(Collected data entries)
- - - - - - -

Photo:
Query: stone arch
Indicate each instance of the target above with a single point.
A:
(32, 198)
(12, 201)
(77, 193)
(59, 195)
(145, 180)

- - - - - - -

* WORK TO COMPLETE
Restate each of the records exactly, leaving nothing out.

* REPLY TO THE TASK
Photo:
Query: stone arch
Indicate each instance of the target above with a single point.
A:
(32, 198)
(12, 201)
(77, 193)
(59, 195)
(145, 180)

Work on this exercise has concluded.